> What you need to do: At the line containing "Exercise. Point to the fern frond", begin repeating lines exactly, and stop only after the final line of the records below.

(Point-per-instance localization data)
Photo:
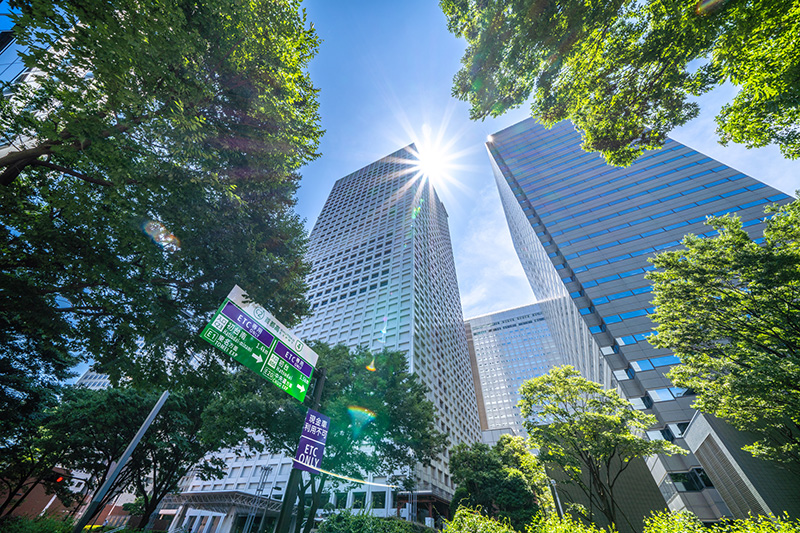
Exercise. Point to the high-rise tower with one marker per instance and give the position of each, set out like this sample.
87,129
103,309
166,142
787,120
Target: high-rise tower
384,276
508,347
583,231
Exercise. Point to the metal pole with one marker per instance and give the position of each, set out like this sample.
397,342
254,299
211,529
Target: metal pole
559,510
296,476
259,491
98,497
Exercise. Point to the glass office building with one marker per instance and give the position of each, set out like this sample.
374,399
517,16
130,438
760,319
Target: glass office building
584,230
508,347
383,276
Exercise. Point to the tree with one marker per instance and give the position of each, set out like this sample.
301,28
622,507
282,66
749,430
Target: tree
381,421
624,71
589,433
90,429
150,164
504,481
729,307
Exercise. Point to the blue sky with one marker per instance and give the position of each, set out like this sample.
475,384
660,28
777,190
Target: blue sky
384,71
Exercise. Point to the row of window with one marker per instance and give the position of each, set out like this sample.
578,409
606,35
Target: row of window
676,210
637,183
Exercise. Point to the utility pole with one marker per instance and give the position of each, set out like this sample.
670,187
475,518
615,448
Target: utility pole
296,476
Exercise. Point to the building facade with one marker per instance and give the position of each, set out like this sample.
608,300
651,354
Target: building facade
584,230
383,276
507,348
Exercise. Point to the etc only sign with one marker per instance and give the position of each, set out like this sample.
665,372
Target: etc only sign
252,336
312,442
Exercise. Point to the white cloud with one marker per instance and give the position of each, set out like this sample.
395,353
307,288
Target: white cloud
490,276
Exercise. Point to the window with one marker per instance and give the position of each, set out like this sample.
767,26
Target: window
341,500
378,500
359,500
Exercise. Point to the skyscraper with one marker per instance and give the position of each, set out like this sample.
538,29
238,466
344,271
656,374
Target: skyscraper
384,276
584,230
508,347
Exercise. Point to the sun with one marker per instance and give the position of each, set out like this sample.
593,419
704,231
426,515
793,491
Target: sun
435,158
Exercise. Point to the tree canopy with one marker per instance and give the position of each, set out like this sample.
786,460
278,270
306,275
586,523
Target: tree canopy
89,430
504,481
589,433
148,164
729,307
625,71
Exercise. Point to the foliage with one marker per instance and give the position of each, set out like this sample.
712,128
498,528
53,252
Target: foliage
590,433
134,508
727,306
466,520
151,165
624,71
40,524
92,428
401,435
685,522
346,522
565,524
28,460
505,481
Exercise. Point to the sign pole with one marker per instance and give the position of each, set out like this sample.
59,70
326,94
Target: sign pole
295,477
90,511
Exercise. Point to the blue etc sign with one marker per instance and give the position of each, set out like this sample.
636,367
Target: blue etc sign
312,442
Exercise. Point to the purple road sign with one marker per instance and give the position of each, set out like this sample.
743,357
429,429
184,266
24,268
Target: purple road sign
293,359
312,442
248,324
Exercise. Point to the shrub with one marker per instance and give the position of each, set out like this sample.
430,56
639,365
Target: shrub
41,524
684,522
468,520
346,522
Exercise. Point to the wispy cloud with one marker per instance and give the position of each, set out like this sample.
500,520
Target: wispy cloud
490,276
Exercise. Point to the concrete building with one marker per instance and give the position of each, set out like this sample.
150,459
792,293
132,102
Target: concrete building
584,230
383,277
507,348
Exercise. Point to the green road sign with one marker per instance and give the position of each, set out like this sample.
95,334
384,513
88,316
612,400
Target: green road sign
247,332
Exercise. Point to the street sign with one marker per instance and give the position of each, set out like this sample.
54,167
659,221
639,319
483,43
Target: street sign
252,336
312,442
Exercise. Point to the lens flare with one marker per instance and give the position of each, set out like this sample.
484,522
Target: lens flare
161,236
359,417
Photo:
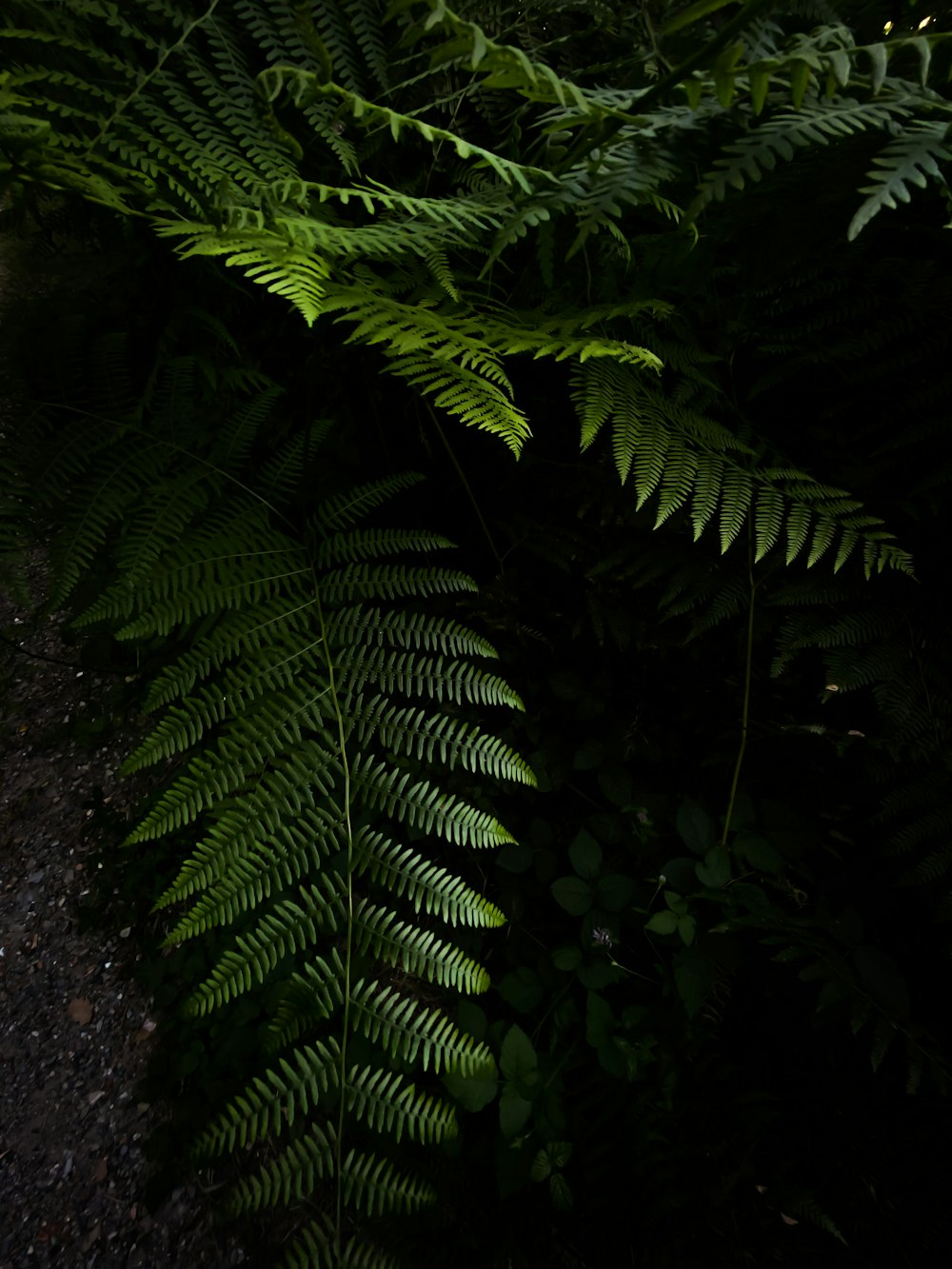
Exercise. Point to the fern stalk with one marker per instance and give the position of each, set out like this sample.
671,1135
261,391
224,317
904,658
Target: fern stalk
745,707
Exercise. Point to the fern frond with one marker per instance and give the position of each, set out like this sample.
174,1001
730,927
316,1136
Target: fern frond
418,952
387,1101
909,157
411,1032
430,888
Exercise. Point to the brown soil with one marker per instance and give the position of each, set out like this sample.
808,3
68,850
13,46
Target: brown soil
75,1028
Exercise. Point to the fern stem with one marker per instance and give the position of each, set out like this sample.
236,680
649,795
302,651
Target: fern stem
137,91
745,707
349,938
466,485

> Solution to the problem:
Exercise. Point to the fern frond with one marker per instance and give the position of each, set out like this sample.
174,1001
730,927
316,1136
Target: fern frond
418,952
387,1101
909,157
411,1032
430,888
Exercise. Point to the brown soil with one marker per instance and give the position of each, set out like this sample.
808,3
68,850
13,46
Target: brown soil
75,1028
Exercise. Point to the fern stem with one marker per instance and give the position of each, set out like this sample.
236,680
649,795
302,651
Target: fern stem
137,91
745,707
349,938
466,485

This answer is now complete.